## SOURCE
>> start

I am pretty much a begginer with only two years of herping under my belt . I am by no means a joiner and i built myself a rub rack , . build the frame then put the first rubs in and put your shelf on top ,i put the heat matt under the rubs before the shelf so as to get correct fit . just continue this process . it realy is that easy


----------



## Danny_mcr (Oct 22, 2008)

was thinking royals in the 50's and corns in the smaller stack with 9l's or bigger capacity. i have always used vivs so not sure on RUB sizes lol: victory: feel like a newbie


----------



## palomine (Sep 12, 2008)

how about this for a rack. seriously cheap to buy..just add mats and stat.


----------



## Kev132 (Aug 13, 2006)

33's have the same footprint as the 50's, they just arent quite as tall


----------



## Danny_mcr (Oct 22, 2008)

Kev132 said:


> 33's have the same footprint as the 50's, they just arent quite as tall


 nice one m8 these will be cheaper aswell i take it? just that on argos and staples they look smaller but taller to me lol will 33's be ok for royals and corns?: victory:


----------



## Kev132 (Aug 13, 2006)

Danny_mcr said:


> nice one m8 these will be cheaper aswell i take it? just that on argos and staples they look smaller but taller to me lol will 33's be ok for royals and corns?: victory:


Depends who you ask i guess, some say 50's arent big enough, personally i think they are OK 

heres the sizes of the 50's and the 33's to help you pick...

33.0 litre Really Useful Box	710 x 440 x 165

50.0 litre Really Useful Box	710 x 440 x 230


----------



## Danny_mcr (Oct 22, 2008)

Kev132 said:


> Depends who you ask i guess, some say 50's arent big enough, personally i think they are OK
> 
> heres the sizes of the 50's and the 33's to help you pick...
> 
> ...

>> end

## RAW RECORDS
>> start

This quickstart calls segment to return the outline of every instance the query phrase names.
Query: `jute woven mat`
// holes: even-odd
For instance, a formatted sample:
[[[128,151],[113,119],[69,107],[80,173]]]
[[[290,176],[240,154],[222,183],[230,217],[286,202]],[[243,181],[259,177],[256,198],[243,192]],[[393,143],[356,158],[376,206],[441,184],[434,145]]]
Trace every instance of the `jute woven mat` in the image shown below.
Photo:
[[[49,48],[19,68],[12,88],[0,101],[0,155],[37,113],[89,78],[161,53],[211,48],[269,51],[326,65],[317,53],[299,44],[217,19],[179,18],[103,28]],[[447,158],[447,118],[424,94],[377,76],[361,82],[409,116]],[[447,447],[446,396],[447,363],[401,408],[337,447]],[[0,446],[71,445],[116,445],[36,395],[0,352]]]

>> end

## REQUEST
From the forum thread, list each distinct username that appears in a post header, along with the date shown beside it.

## EXERCISE ANSWER
Danny_mcr (Oct 22, 2008)
palomine (Sep 12, 2008)
Kev132 (Aug 13, 2006)